__Task prompt__:
Put each line of the material below into a JSON list of strings, one string per line, skipping blank lines. Leave the pictures out of the list.

__Dataset records__:
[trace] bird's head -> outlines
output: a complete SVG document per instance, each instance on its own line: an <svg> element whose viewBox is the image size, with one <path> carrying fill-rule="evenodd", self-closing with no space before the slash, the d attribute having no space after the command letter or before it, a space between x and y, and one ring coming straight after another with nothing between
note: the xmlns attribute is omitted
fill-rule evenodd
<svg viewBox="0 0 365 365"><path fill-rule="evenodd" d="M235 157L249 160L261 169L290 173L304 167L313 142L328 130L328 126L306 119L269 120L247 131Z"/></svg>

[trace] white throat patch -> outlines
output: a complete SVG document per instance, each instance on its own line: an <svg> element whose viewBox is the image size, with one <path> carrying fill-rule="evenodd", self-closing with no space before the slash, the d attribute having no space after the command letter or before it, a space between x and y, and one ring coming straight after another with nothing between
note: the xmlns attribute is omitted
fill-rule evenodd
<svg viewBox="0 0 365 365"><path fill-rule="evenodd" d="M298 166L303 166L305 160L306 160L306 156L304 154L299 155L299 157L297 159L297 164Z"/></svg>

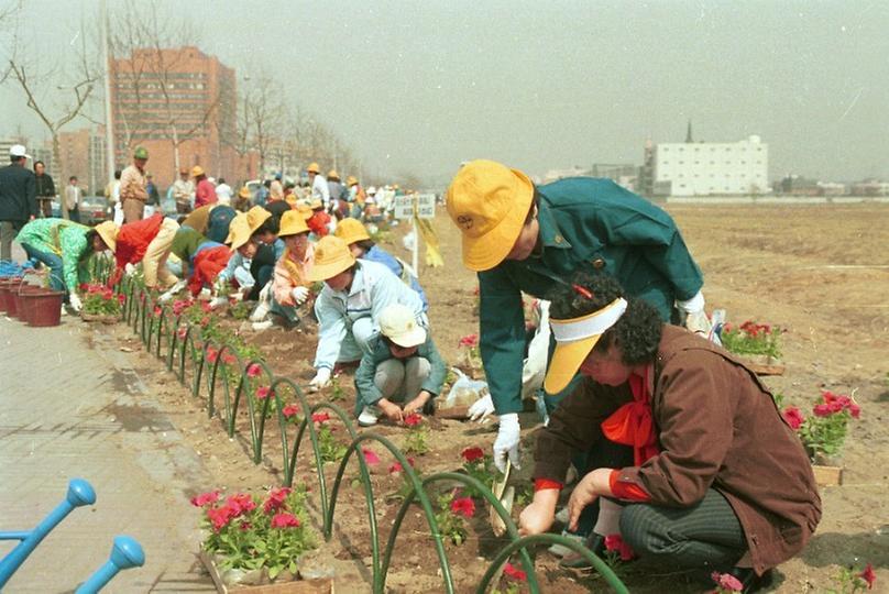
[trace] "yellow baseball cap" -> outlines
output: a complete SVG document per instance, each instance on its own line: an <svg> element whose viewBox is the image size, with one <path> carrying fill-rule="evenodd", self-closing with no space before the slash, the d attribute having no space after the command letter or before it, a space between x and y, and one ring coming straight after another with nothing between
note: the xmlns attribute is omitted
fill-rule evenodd
<svg viewBox="0 0 889 594"><path fill-rule="evenodd" d="M347 245L351 245L356 241L371 239L371 235L367 234L367 230L364 229L364 226L361 224L361 221L358 219L341 220L337 223L337 229L333 231L333 234L344 241Z"/></svg>
<svg viewBox="0 0 889 594"><path fill-rule="evenodd" d="M281 231L278 237L298 235L299 233L308 233L309 227L306 224L306 218L298 210L288 210L281 216Z"/></svg>
<svg viewBox="0 0 889 594"><path fill-rule="evenodd" d="M105 244L112 252L118 246L118 231L120 229L114 224L114 221L105 221L96 226L96 232L99 233L99 237L102 238Z"/></svg>
<svg viewBox="0 0 889 594"><path fill-rule="evenodd" d="M621 319L626 308L626 300L618 297L602 309L578 318L549 319L556 350L544 380L547 394L558 394L564 389L602 334Z"/></svg>
<svg viewBox="0 0 889 594"><path fill-rule="evenodd" d="M308 273L310 283L327 280L355 264L349 245L336 235L326 235L315 244L315 262Z"/></svg>
<svg viewBox="0 0 889 594"><path fill-rule="evenodd" d="M463 235L463 265L481 272L503 262L533 198L534 184L518 169L484 160L464 165L447 194L448 215Z"/></svg>

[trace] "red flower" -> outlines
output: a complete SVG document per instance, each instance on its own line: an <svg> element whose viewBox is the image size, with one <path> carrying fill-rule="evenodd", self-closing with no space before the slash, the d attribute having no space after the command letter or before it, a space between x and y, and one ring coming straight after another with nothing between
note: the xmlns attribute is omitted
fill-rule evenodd
<svg viewBox="0 0 889 594"><path fill-rule="evenodd" d="M475 515L475 502L472 497L460 497L451 502L451 512L459 516L471 518Z"/></svg>
<svg viewBox="0 0 889 594"><path fill-rule="evenodd" d="M740 592L744 590L744 584L731 573L714 571L710 574L710 579L716 582L716 585L722 590L727 590L728 592Z"/></svg>
<svg viewBox="0 0 889 594"><path fill-rule="evenodd" d="M293 514L275 514L272 528L299 528L299 518Z"/></svg>
<svg viewBox="0 0 889 594"><path fill-rule="evenodd" d="M270 514L272 512L287 509L287 495L290 494L290 491L289 487L273 488L270 491L268 498L265 499L262 506L263 512Z"/></svg>
<svg viewBox="0 0 889 594"><path fill-rule="evenodd" d="M460 339L460 346L473 349L479 345L479 334L467 334Z"/></svg>
<svg viewBox="0 0 889 594"><path fill-rule="evenodd" d="M526 572L522 571L508 561L506 562L506 566L503 568L503 573L511 580L516 580L519 582L525 582L528 580L528 574Z"/></svg>
<svg viewBox="0 0 889 594"><path fill-rule="evenodd" d="M790 428L793 429L794 431L800 427L802 427L802 424L805 420L805 417L802 416L802 413L800 413L800 409L797 408L795 406L788 406L787 408L784 408L784 411L781 413L781 416L784 418Z"/></svg>
<svg viewBox="0 0 889 594"><path fill-rule="evenodd" d="M218 491L210 491L209 493L201 493L195 497L191 497L191 505L195 507L204 507L206 505L215 504L219 501L219 492Z"/></svg>
<svg viewBox="0 0 889 594"><path fill-rule="evenodd" d="M246 493L229 495L229 498L226 499L226 505L234 509L235 516L256 509L256 502Z"/></svg>
<svg viewBox="0 0 889 594"><path fill-rule="evenodd" d="M376 455L376 452L374 452L373 450L371 450L369 448L365 448L365 449L361 450L361 453L364 454L364 462L366 462L367 464L378 464L380 463L380 457Z"/></svg>
<svg viewBox="0 0 889 594"><path fill-rule="evenodd" d="M622 561L629 561L636 553L633 552L633 549L629 548L629 544L624 542L624 539L621 538L621 535L608 535L605 537L605 550L607 551L617 551L621 554Z"/></svg>
<svg viewBox="0 0 889 594"><path fill-rule="evenodd" d="M861 573L859 573L858 576L865 582L867 582L868 590L874 588L874 582L877 581L877 574L874 573L874 565L868 563L865 570Z"/></svg>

__Result of this exercise__:
[
  "[trace] bird's head -> outlines",
  "output: a complete SVG document per instance, each instance on its own line: an <svg> element whose viewBox is the image size, with one <path> carrying fill-rule=\"evenodd\", self-closing with no space before the slash, the d attribute having no space after the command letter or before it, a space between x and y, and one ring coming straight after another with nothing between",
  "note: the xmlns attribute is omitted",
  "fill-rule evenodd",
  "<svg viewBox=\"0 0 365 365\"><path fill-rule=\"evenodd\" d=\"M235 157L249 160L261 169L290 173L304 167L313 142L328 130L328 126L306 119L269 120L247 131Z\"/></svg>",
  "[trace] white throat patch -> outlines",
  "output: a complete SVG document per instance, each instance on its own line: an <svg> element whose viewBox is the image size, with one <path> carrying fill-rule=\"evenodd\", self-closing with no space before the slash, the d attribute having no space after the command letter or before it, a space between x and y, and one ring coming straight after another with nothing between",
  "note: the xmlns attribute is omitted",
  "fill-rule evenodd",
  "<svg viewBox=\"0 0 365 365\"><path fill-rule=\"evenodd\" d=\"M298 166L303 166L305 160L306 160L306 156L304 154L299 155L299 157L297 159L297 164Z\"/></svg>",
  "[trace] \"yellow baseball cap\" -> outlines",
  "output: a complete SVG document per instance, each instance on its own line: an <svg> element whose viewBox is the image size, with one <path> carrying fill-rule=\"evenodd\", self-closing with no space before the slash, the d attribute having no space after the command letter or before it, a space between x and y, and one ring coming straight after another with nothing between",
  "note: the xmlns attribute is omitted",
  "fill-rule evenodd",
  "<svg viewBox=\"0 0 889 594\"><path fill-rule=\"evenodd\" d=\"M347 245L351 245L356 241L371 239L371 235L367 234L367 230L364 229L364 226L361 224L361 221L358 219L341 220L337 223L337 229L333 231L333 234L344 241Z\"/></svg>",
  "<svg viewBox=\"0 0 889 594\"><path fill-rule=\"evenodd\" d=\"M281 231L278 237L298 235L299 233L308 233L309 227L306 224L306 218L298 210L288 210L281 216Z\"/></svg>",
  "<svg viewBox=\"0 0 889 594\"><path fill-rule=\"evenodd\" d=\"M105 244L112 252L118 246L118 231L120 229L114 224L114 221L105 221L96 226L96 232L99 233L99 237L102 238Z\"/></svg>",
  "<svg viewBox=\"0 0 889 594\"><path fill-rule=\"evenodd\" d=\"M621 319L626 308L626 300L618 297L602 309L578 318L549 319L556 350L544 380L547 394L558 394L564 389L602 334Z\"/></svg>",
  "<svg viewBox=\"0 0 889 594\"><path fill-rule=\"evenodd\" d=\"M308 273L310 283L327 280L355 264L349 245L336 235L326 235L315 244L315 262Z\"/></svg>",
  "<svg viewBox=\"0 0 889 594\"><path fill-rule=\"evenodd\" d=\"M463 235L463 265L481 272L503 262L533 198L534 184L518 169L484 160L464 165L447 194L448 215Z\"/></svg>",
  "[trace] \"red flower\" -> outlines",
  "output: a complete SVG document per instance, each instance on its own line: an <svg> element whose viewBox is the image size, with one <path> carrying fill-rule=\"evenodd\", self-closing with no space before the slash, the d attribute having no space after the command letter or before it, a space between x and y, and one ring coming straight after another with nothing between",
  "note: the xmlns attribute is omitted",
  "fill-rule evenodd",
  "<svg viewBox=\"0 0 889 594\"><path fill-rule=\"evenodd\" d=\"M475 515L475 502L472 497L460 497L451 502L451 512L459 516L471 518Z\"/></svg>",
  "<svg viewBox=\"0 0 889 594\"><path fill-rule=\"evenodd\" d=\"M740 592L744 590L744 584L731 573L714 571L710 574L710 579L716 582L716 585L722 590L727 590L728 592Z\"/></svg>",
  "<svg viewBox=\"0 0 889 594\"><path fill-rule=\"evenodd\" d=\"M293 514L275 514L272 528L299 528L299 518Z\"/></svg>",
  "<svg viewBox=\"0 0 889 594\"><path fill-rule=\"evenodd\" d=\"M270 514L272 512L287 509L287 495L290 494L290 491L289 487L273 488L270 491L268 498L265 499L262 506L263 512Z\"/></svg>",
  "<svg viewBox=\"0 0 889 594\"><path fill-rule=\"evenodd\" d=\"M460 339L460 346L473 349L479 345L479 334L467 334Z\"/></svg>",
  "<svg viewBox=\"0 0 889 594\"><path fill-rule=\"evenodd\" d=\"M526 572L522 571L508 561L506 562L506 566L503 568L503 573L511 580L516 580L519 582L525 582L528 580L528 574Z\"/></svg>",
  "<svg viewBox=\"0 0 889 594\"><path fill-rule=\"evenodd\" d=\"M790 428L793 429L794 431L800 427L802 427L802 424L805 420L805 417L802 416L802 413L800 413L800 409L797 408L795 406L788 406L787 408L784 408L784 411L781 413L781 416L784 418Z\"/></svg>",
  "<svg viewBox=\"0 0 889 594\"><path fill-rule=\"evenodd\" d=\"M218 491L210 491L209 493L201 493L195 497L191 497L191 505L195 507L204 507L206 505L215 504L219 501L219 492Z\"/></svg>",
  "<svg viewBox=\"0 0 889 594\"><path fill-rule=\"evenodd\" d=\"M246 493L229 495L229 498L226 499L226 505L234 509L235 516L256 509L256 502Z\"/></svg>",
  "<svg viewBox=\"0 0 889 594\"><path fill-rule=\"evenodd\" d=\"M376 455L376 452L374 452L373 450L371 450L369 448L365 448L365 449L361 450L361 453L364 454L364 462L366 462L367 464L378 464L380 463L380 457Z\"/></svg>",
  "<svg viewBox=\"0 0 889 594\"><path fill-rule=\"evenodd\" d=\"M622 561L629 561L636 553L633 552L633 549L629 548L629 544L624 542L624 539L621 538L621 535L608 535L605 537L605 550L607 551L617 551L621 554Z\"/></svg>",
  "<svg viewBox=\"0 0 889 594\"><path fill-rule=\"evenodd\" d=\"M861 573L859 573L858 576L865 582L867 582L868 590L874 588L874 582L877 581L877 574L874 573L874 565L868 563L865 570Z\"/></svg>"
]